**Cosa fare**
Sostituisci "street lamp" con "lamp post" in tutti i record e riportali per intero senza nessun'altra modifica. Escludi le immagini dalla risposta.

**Record estratti**
★ ★ ★ ★ ★ ★ ★

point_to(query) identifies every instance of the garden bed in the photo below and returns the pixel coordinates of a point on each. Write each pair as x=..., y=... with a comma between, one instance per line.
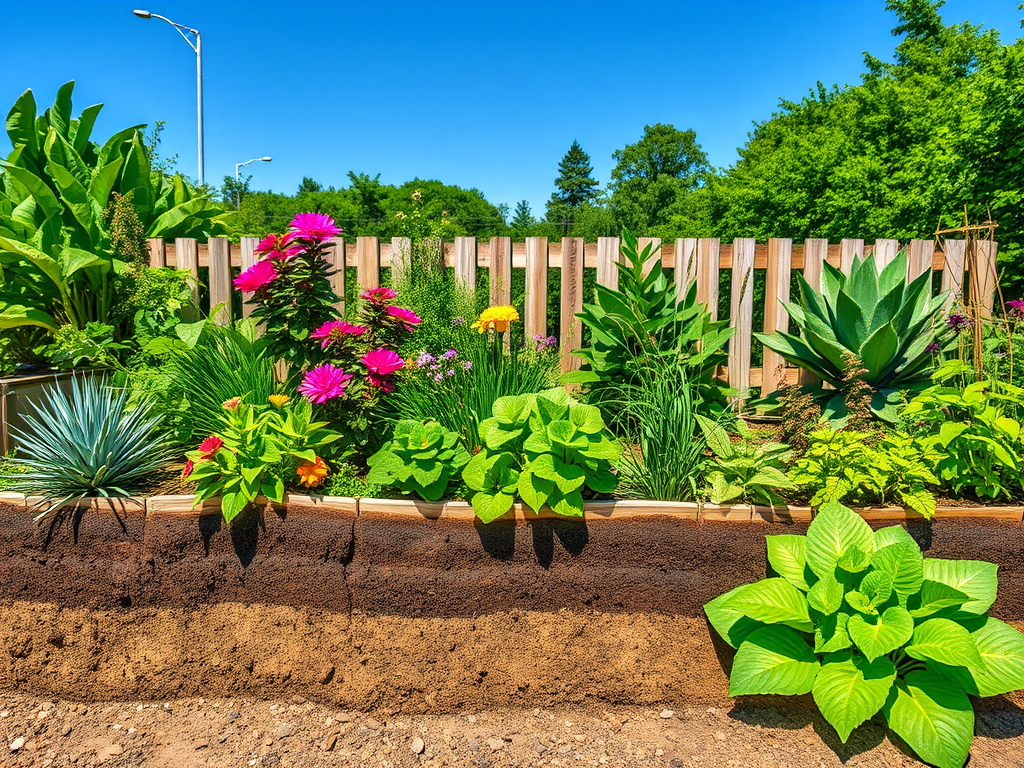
x=361, y=602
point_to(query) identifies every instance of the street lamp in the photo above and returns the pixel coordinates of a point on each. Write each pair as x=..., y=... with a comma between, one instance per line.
x=198, y=47
x=238, y=195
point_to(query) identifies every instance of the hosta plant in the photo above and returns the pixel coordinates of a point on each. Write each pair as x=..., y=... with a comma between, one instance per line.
x=884, y=322
x=87, y=442
x=865, y=624
x=545, y=448
x=422, y=458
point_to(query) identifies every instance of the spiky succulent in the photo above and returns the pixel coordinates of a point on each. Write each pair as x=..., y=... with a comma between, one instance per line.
x=85, y=443
x=881, y=318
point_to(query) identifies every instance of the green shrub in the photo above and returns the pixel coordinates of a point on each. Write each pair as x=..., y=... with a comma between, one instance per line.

★ ★ ★ ★ ★ ★ ★

**Risultato**
point_to(query) identifies every instance of the garden bed in the photo below and returns the pixel coordinates of a point on each. Write each pair as x=..., y=... with a comma between, one instance per line.
x=361, y=602
point_to(query) identifies every instance of the lamp post in the photo above and returns the pixel coordinates of a point on each. Write each pair as x=..., y=... with a comma between, one instance per line.
x=198, y=47
x=238, y=195
point_to(query) identifies every instance of the hosta plant in the photo above and returns the pixel coordinates of a point on each. Write each pair as x=..., y=... with a comma between, one instance per line.
x=884, y=322
x=87, y=442
x=865, y=624
x=545, y=448
x=422, y=458
point_to(query) identifies every instance of the spiky succulent in the photo above and returns the pixel coordinates of a point on each. Write each pair as x=..., y=... with a comma between, one instance per line.
x=85, y=443
x=881, y=318
point_to(query) identifies every instance of the green shrub in the photo above and returns the pixel coordinates of a point on each. Write each pair as x=..., y=... with a comma between, one instance per line.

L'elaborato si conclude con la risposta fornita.